▶ **Given data**:
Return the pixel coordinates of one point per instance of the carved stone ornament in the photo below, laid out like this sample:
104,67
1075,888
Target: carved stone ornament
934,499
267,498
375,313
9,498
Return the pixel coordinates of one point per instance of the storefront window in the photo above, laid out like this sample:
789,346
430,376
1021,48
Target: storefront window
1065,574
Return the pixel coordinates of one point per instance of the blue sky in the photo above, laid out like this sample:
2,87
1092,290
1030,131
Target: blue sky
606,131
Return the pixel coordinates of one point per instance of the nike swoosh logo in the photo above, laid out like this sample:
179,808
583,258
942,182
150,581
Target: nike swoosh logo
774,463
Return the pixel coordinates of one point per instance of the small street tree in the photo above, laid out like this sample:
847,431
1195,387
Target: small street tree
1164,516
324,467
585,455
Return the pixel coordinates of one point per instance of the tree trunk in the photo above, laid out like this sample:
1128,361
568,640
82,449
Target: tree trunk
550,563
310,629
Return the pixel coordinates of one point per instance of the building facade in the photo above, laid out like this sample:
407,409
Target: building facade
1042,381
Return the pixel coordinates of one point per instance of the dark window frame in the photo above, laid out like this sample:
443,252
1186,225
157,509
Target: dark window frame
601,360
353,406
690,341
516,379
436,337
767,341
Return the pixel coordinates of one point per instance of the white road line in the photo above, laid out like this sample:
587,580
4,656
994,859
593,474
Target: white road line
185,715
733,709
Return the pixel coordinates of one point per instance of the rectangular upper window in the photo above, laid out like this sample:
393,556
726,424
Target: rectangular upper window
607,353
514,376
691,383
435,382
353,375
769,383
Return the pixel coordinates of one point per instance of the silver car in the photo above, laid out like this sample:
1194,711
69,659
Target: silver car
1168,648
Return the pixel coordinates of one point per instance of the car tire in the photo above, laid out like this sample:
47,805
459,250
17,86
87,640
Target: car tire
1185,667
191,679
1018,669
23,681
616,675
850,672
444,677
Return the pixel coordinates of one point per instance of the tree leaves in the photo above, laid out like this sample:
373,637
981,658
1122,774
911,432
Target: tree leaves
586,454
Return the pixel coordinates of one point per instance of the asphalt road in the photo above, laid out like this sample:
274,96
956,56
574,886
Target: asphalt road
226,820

▶ **Task directions**: Transcribe every entry exactly, omitting nothing.

▶ **Output of the exercise**:
Return the pixel coordinates of one point per instance of the carved stone ornament in the photo below, laid out like this sample:
104,67
1075,888
Target: carved stone ornament
934,499
267,498
375,313
9,498
Return the pixel coordinates of one point per instance of the storefront window in the photo above, laid out like this sample:
789,346
430,376
1021,48
Target: storefront window
1065,574
Return the pixel coordinates of one point per instance of the blue sky in the photo above, laid out like this sample:
2,87
1092,290
1030,131
Target: blue sky
606,131
Return the pixel coordinates of one point per instance of the nike swoosh logo in the photo above, laid out like this sample:
179,808
583,258
942,182
150,581
Target: nike swoosh logo
774,463
Return the pixel coordinates of one point per instance of the small street tree in the photo above, laid out like this sample:
847,431
1195,387
Target: small street tree
1164,516
324,467
585,455
Return the pixel coordinates of one point per instance of the tree trunk in the photo above, laid out like this sample:
1128,361
568,640
82,449
Target: tree trunk
550,563
310,629
Return the pixel coordinates of one point per instance of the building facade in the photo above, laid out like this sample:
407,409
Target: building facade
1042,381
Return the pixel coordinates of one point per instance of the dark window frame in the photo above, laid out like this sample:
443,252
1186,225
157,509
Target: dark window frame
601,360
353,406
690,341
516,379
436,337
767,341
Return the pixel coordinates of one point per instance of the white road line in the photo above, laid out like this sample:
587,580
4,656
994,859
593,474
Target: white road line
185,715
733,709
Return the pixel coordinates of one point per instance of the rectangular upper window in the photo above, laid out like this sample:
393,556
726,424
Target: rectangular upper window
607,353
514,376
691,383
435,382
353,375
769,383
Return the pixel coordinates of one point per instance of the silver car in the photo above, laid out like this sample:
1194,711
69,659
Target: silver car
1168,648
Return the pixel coordinates of one point per instance of the car tire in the photo above, laid out like this sample:
47,805
459,250
17,86
87,640
Target: car tire
1185,667
191,679
1018,669
23,681
616,675
850,672
444,677
Return the pixel coordinates of one point per instance of the tree leaves in the photo above, laid out like this sample:
373,637
981,658
1122,774
911,432
Target: tree leaves
586,454
Return the pixel coordinates of one point per instance of the asphalt road in the photo above, laid out like this sample:
274,96
956,56
574,886
Target: asphalt road
226,820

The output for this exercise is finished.